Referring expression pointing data
↓

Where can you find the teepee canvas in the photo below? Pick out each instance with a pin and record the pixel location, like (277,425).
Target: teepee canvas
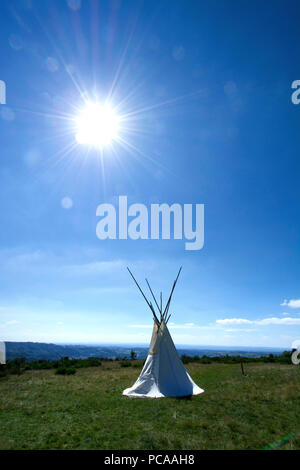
(2,353)
(163,374)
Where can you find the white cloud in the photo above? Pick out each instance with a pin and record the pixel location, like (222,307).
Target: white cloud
(264,321)
(293,303)
(234,321)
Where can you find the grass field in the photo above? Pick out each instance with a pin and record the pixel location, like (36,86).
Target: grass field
(41,410)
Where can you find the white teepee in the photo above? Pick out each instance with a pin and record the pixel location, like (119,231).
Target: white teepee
(163,374)
(2,353)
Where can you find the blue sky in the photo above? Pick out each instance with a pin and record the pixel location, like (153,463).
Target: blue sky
(207,88)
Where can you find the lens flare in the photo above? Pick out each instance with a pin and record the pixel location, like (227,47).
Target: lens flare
(97,125)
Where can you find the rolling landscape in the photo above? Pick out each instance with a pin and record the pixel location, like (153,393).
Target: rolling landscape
(35,351)
(43,410)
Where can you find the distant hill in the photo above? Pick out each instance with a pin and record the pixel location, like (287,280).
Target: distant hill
(49,351)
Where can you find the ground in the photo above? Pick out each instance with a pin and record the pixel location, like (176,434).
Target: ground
(41,410)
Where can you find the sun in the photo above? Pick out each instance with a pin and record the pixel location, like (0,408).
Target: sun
(97,125)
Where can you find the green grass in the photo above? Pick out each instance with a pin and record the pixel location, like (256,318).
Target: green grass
(41,410)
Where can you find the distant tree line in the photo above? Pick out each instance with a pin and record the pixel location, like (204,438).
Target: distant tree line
(67,366)
(283,358)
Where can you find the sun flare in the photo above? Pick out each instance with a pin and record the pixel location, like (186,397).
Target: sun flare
(97,125)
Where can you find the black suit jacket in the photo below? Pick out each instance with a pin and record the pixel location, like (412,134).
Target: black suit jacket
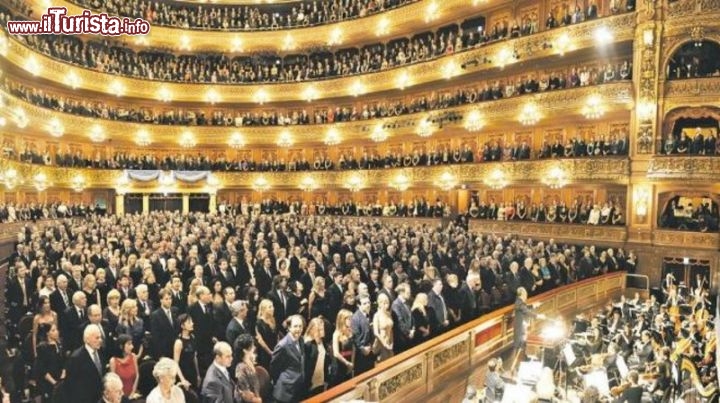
(83,381)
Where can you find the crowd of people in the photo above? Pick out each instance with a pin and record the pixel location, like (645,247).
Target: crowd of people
(112,58)
(579,212)
(213,303)
(233,17)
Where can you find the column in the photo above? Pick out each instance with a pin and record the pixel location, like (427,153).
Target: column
(213,203)
(146,204)
(119,204)
(186,204)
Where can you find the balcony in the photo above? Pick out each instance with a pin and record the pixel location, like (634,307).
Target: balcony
(530,48)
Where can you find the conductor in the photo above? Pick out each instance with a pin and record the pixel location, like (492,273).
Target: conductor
(522,315)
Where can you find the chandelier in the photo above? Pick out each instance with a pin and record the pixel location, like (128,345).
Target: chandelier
(10,178)
(594,107)
(378,134)
(308,184)
(261,184)
(40,182)
(425,128)
(187,140)
(556,178)
(142,138)
(285,140)
(332,138)
(496,179)
(447,181)
(474,121)
(354,183)
(401,183)
(529,115)
(78,183)
(236,141)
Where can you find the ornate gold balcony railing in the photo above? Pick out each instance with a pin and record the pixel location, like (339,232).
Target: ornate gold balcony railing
(503,113)
(605,170)
(529,48)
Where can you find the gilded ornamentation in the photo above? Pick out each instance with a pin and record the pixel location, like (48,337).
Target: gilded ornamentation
(622,26)
(404,378)
(450,354)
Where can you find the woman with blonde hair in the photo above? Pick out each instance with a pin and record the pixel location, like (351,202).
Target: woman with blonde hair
(383,329)
(316,357)
(266,333)
(342,362)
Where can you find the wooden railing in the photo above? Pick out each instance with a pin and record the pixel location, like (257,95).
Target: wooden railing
(422,370)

↑

What is required
The lines to return are those in the entries above that include "below".

Answer to this exercise
Where can you find the teepee canvas in the photo below? Pick out each instance with a pin and record the pixel location, like (277,425).
Where can you find the black suit jacket in the photo below? Pick out each instance with a pin and record the pixel location, like (412,134).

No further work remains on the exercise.